▶ ANGEZEIGTER TEXT:
Die Presse: Die Sparbuch-Zinsen sind auf einem Rekordtief. Wie legen Sie Ihr Geld an? Haben Sie einen Tipp?

Herbert Stepic: Ich habe einen wesentlich größeren Teil meines Einkommens auf Sparbüchern, was ich in früheren Jahren nicht hatte. Das gute alte Sparbuch erlebt eine Renaissance, weil es sicher ist. Ich habe zum Teil von Aktien auf Sparbücher umgeschichtet.

Abzüglich der Inflationsrate sind Sparbücher aber ein Verlustgeschäft.

Das muss ich akzeptieren.

Wer ist für die Krise verantwortlich? Sind es die Banken oder die Staaten?

(Ein Datenblock)

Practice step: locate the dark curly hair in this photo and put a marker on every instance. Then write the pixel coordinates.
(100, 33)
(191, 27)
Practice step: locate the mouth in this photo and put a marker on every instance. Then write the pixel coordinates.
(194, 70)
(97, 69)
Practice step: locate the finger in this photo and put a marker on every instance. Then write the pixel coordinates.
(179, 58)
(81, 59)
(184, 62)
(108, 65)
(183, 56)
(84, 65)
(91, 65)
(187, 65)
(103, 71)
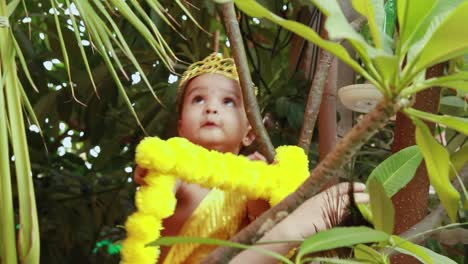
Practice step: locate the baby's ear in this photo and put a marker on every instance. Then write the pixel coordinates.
(249, 138)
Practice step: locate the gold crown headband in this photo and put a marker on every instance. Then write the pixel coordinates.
(214, 63)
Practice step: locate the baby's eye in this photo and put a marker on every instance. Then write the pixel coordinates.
(198, 99)
(229, 102)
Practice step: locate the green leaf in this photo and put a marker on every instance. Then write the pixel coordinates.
(437, 163)
(367, 254)
(383, 213)
(449, 40)
(28, 241)
(169, 241)
(458, 160)
(397, 170)
(438, 258)
(366, 212)
(457, 80)
(458, 123)
(330, 260)
(23, 63)
(340, 237)
(7, 221)
(373, 10)
(411, 249)
(338, 28)
(11, 7)
(252, 8)
(410, 14)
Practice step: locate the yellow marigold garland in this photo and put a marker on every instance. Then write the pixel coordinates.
(179, 158)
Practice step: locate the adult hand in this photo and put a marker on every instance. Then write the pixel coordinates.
(321, 211)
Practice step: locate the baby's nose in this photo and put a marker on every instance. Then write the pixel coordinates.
(211, 110)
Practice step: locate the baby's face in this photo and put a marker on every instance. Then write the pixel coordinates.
(213, 115)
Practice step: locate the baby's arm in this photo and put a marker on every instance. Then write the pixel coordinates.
(306, 220)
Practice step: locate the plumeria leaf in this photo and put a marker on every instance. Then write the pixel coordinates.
(383, 213)
(340, 237)
(457, 123)
(411, 249)
(397, 170)
(437, 163)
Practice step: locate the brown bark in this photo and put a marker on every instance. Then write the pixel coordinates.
(250, 102)
(327, 115)
(411, 202)
(314, 99)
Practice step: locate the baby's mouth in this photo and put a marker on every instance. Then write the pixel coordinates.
(209, 124)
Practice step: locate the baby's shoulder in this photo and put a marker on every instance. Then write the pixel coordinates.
(190, 193)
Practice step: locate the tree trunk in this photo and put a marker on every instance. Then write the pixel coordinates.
(411, 201)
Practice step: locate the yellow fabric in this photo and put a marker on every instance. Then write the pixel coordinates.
(219, 216)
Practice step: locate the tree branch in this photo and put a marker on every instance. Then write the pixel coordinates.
(434, 218)
(314, 99)
(324, 171)
(250, 102)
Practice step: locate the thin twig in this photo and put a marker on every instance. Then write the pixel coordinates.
(250, 103)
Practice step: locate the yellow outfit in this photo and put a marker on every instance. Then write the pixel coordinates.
(220, 215)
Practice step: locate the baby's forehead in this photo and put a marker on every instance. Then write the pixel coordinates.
(213, 83)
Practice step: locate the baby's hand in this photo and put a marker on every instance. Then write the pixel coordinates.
(139, 175)
(315, 214)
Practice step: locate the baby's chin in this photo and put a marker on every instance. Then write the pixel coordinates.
(217, 144)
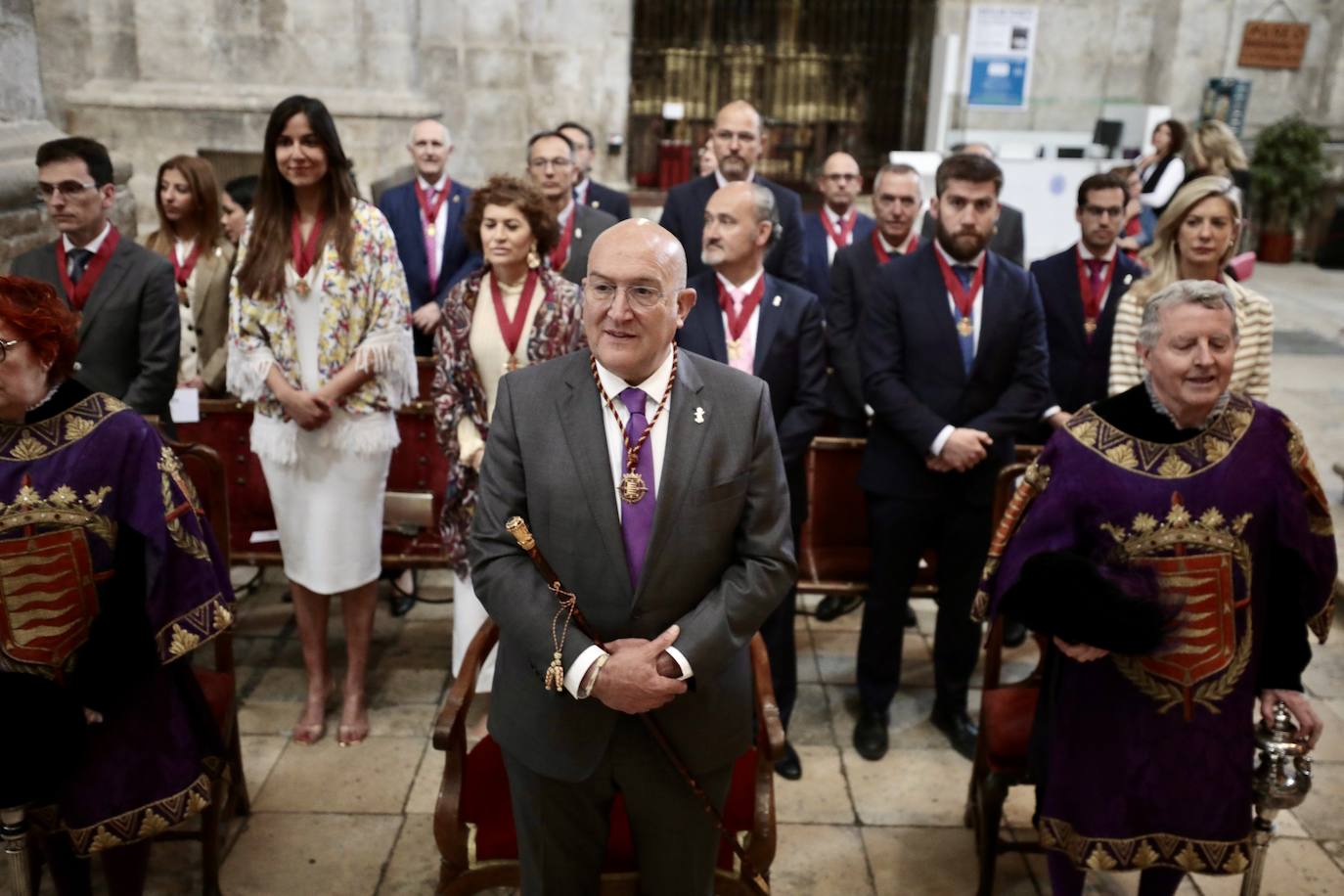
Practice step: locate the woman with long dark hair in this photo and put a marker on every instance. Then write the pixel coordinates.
(193, 238)
(320, 340)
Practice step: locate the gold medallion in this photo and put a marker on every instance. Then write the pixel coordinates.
(633, 488)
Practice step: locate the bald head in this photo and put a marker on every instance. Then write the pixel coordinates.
(635, 297)
(840, 182)
(430, 146)
(739, 140)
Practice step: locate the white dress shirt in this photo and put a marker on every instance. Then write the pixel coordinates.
(653, 388)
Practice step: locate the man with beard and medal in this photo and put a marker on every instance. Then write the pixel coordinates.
(746, 319)
(953, 352)
(125, 295)
(653, 485)
(739, 141)
(1081, 289)
(550, 164)
(1175, 544)
(426, 219)
(837, 223)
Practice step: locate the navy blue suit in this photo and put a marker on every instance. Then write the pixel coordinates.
(915, 379)
(815, 250)
(1078, 370)
(402, 211)
(613, 202)
(683, 215)
(790, 357)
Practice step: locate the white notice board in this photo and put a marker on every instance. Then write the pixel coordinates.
(999, 47)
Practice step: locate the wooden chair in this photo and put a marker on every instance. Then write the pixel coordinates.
(474, 791)
(1006, 718)
(229, 798)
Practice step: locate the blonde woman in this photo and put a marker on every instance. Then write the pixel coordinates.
(1196, 237)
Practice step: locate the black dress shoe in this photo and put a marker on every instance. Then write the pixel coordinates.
(870, 734)
(960, 730)
(789, 766)
(1015, 633)
(836, 605)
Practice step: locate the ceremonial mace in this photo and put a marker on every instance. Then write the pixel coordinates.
(1281, 781)
(517, 528)
(14, 831)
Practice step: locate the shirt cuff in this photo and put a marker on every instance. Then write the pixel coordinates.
(938, 443)
(578, 669)
(682, 662)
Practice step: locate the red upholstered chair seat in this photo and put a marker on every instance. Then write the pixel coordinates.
(485, 803)
(1007, 715)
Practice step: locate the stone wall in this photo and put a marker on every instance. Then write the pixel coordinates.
(154, 78)
(1091, 53)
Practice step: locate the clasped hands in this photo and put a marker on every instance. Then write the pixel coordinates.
(1308, 723)
(963, 450)
(640, 675)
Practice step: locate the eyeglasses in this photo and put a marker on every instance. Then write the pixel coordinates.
(640, 295)
(67, 188)
(542, 164)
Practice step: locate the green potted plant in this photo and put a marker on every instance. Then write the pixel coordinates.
(1285, 177)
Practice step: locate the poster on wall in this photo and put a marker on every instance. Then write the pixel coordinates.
(1000, 42)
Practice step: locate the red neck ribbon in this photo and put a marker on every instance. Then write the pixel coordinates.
(182, 270)
(883, 255)
(963, 298)
(1092, 302)
(560, 254)
(304, 251)
(426, 208)
(840, 237)
(513, 330)
(739, 321)
(78, 293)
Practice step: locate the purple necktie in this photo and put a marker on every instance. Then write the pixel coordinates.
(637, 518)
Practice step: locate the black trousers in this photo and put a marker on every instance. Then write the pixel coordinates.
(562, 827)
(777, 633)
(899, 531)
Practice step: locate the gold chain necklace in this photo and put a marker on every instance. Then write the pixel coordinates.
(633, 488)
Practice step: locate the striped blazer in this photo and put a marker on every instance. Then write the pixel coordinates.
(1250, 367)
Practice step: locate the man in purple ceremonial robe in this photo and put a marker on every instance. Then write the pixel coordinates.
(1195, 514)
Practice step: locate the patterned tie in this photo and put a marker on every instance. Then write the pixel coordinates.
(966, 273)
(637, 518)
(431, 242)
(78, 261)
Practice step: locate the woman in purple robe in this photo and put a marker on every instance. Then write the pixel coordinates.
(109, 579)
(1176, 544)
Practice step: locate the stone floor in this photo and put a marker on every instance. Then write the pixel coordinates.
(359, 821)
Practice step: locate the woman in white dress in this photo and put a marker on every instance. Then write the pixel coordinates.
(193, 238)
(320, 340)
(511, 313)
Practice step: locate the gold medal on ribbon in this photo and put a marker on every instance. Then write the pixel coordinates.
(633, 488)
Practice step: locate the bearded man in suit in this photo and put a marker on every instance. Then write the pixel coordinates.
(678, 547)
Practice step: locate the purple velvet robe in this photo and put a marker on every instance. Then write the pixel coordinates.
(1148, 758)
(109, 579)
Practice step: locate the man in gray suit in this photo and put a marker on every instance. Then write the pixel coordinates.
(676, 580)
(124, 293)
(550, 162)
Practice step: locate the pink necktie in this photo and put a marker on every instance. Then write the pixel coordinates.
(431, 244)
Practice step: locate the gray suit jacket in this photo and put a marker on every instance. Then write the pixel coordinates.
(589, 223)
(129, 330)
(719, 560)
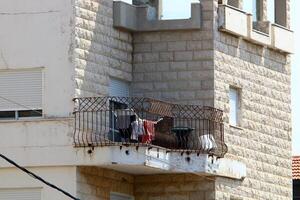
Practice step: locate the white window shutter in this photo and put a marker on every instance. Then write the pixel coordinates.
(21, 88)
(118, 88)
(20, 194)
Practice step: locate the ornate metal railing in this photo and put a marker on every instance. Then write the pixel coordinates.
(105, 121)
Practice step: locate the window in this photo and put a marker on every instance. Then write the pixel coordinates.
(20, 93)
(177, 9)
(234, 97)
(20, 194)
(271, 10)
(250, 6)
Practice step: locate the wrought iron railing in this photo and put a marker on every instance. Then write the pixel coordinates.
(105, 121)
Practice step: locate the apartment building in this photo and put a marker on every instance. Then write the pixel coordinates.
(109, 100)
(296, 178)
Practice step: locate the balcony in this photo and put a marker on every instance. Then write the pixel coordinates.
(145, 122)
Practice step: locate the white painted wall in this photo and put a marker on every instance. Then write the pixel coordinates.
(63, 177)
(38, 33)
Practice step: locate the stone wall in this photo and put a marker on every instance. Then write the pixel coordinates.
(101, 51)
(176, 65)
(263, 140)
(174, 187)
(98, 183)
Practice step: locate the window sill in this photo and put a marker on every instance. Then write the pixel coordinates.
(236, 127)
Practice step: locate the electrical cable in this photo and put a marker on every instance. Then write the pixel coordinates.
(38, 177)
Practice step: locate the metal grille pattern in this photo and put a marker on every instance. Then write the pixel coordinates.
(137, 121)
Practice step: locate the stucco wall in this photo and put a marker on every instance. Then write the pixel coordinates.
(264, 140)
(101, 51)
(63, 177)
(38, 33)
(176, 65)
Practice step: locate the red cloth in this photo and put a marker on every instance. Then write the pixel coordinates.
(149, 131)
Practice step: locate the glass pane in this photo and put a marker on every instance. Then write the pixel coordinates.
(234, 99)
(271, 11)
(177, 9)
(249, 6)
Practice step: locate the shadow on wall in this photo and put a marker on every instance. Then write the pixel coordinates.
(101, 51)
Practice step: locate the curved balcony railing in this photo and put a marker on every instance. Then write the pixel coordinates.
(107, 121)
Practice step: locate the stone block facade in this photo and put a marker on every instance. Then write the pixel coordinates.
(176, 65)
(101, 51)
(98, 183)
(196, 67)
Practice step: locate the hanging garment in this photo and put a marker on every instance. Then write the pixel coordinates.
(207, 142)
(149, 131)
(137, 129)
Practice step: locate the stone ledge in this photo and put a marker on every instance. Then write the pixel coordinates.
(136, 19)
(154, 161)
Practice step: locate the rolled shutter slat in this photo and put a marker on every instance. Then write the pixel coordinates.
(22, 87)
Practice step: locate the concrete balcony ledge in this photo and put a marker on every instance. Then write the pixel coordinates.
(153, 161)
(139, 19)
(240, 23)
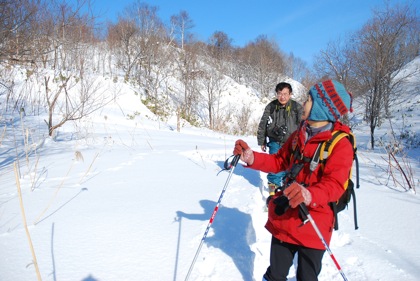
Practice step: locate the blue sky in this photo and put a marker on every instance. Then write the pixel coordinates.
(301, 27)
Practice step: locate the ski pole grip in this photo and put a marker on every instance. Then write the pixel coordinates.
(304, 209)
(235, 160)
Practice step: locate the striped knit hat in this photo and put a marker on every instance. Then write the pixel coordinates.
(330, 101)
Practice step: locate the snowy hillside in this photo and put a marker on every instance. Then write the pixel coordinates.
(123, 196)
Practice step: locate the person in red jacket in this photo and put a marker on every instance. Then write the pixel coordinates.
(327, 102)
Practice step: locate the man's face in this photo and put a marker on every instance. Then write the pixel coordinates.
(283, 96)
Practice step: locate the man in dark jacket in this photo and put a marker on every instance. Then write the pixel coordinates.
(281, 117)
(315, 185)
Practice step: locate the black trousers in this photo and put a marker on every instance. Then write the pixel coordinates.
(281, 259)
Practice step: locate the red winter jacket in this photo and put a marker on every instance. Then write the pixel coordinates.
(325, 187)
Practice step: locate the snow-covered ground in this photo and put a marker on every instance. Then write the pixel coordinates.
(132, 198)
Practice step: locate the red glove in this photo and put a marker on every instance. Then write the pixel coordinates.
(242, 148)
(297, 194)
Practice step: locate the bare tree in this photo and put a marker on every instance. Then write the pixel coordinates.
(335, 61)
(263, 63)
(17, 30)
(381, 49)
(181, 25)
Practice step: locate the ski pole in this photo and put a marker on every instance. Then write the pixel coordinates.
(318, 232)
(216, 208)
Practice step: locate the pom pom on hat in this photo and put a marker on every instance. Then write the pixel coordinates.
(330, 101)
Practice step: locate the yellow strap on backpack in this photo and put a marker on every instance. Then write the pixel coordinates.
(336, 137)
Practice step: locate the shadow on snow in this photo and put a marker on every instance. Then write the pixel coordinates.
(233, 232)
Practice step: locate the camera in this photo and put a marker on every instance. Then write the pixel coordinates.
(280, 131)
(282, 205)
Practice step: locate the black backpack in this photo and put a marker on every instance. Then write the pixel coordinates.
(342, 203)
(321, 156)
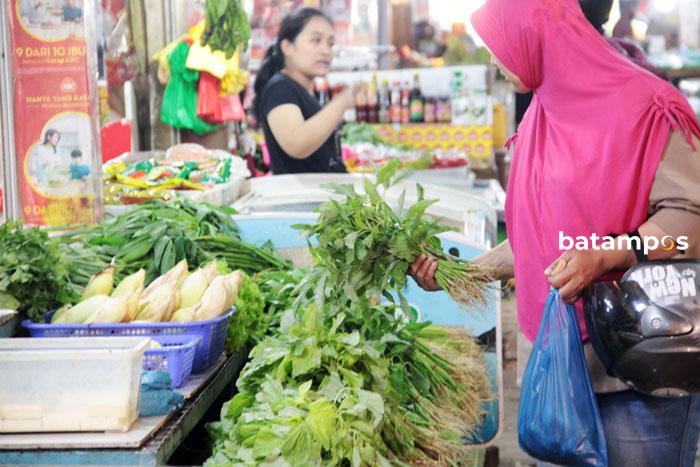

▶ TEILE DER ÜBUNG:
#1 Zieh aus dem Interview über Sparbücher den Abschnitt von „Die Presse: Die“ bis „oder die Staaten?“ heraus, beide Stellen eingeschlossen, und gib ihn Wort für Wort wieder.
#2 Schreib das Interview über Sparbücher nach seinem letzten Satz weiter.

▶ ERGEBNISSE JE AUFGABE:
#1
Die Presse: Die Sparbuch-Zinsen sind auf einem Rekordtief. Wie legen Sie Ihr Geld an? Haben Sie einen Tipp?

Herbert Stepic: Ich habe einen wesentlich größeren Teil meines Einkommens auf Sparbüchern, was ich in früheren Jahren nicht hatte. Das gute alte Sparbuch erlebt eine Renaissance, weil es sicher ist. Ich habe zum Teil von Aktien auf Sparbücher umgeschichtet.

Abzüglich der Inflationsrate sind Sparbücher aber ein Verlustgeschäft.

Das muss ich akzeptieren.

Wer ist für die Krise verantwortlich? Sind es die Banken oder die Staaten?

#2
Die jetzige Krise ist eine Staatenkrise. Diese Krise hat nur in zwei Ländern eine bankenspezifische Ausprägung, nämlich in Spanien und in Irland. In allen anderen Ländern sind das jahrzehntelange Missstände der Politik, die dazu geführt haben, dass die Wirtschaft fehlgeleitet worden ist.

Wird der Euro überleben?

Für mich stellt sich diese Frage nicht. Der Euro-Rettungsschirm ist nun so groß, dass ihn auch Italien beanspruchen könnte. Doch ich gehe nicht davon aus, dass Italien auf Hilfe angewiesen ist.

Bleiben die Griechen in der Eurozone?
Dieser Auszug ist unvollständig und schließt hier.